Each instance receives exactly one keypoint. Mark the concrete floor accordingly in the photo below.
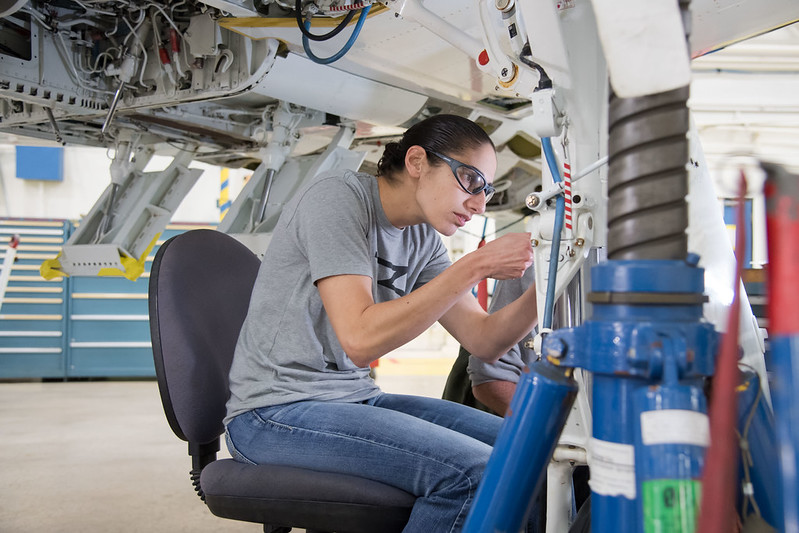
(99, 456)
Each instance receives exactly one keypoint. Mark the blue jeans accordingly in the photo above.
(434, 449)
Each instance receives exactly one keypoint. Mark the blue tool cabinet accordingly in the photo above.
(72, 327)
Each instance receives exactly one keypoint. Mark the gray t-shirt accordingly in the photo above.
(287, 350)
(509, 367)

#####

== What you will do ==
Apart from the images, print all the material above exactly as given.

== Solved exercise ==
Each instance receives exactly one keypoint. Mark the concrete floor accordingly in the photo below.
(99, 456)
Each instance receives exactly one keypoint. Mark the blue jeans accordingly in the photo above.
(434, 449)
Each instance receives exactly one keypoint. Mark the blue tool cabinet accordingly in the photo above.
(72, 327)
Each instance receives exactly one keypoint. Mark the gray t-shirt accordingly in the photo above.
(287, 350)
(509, 367)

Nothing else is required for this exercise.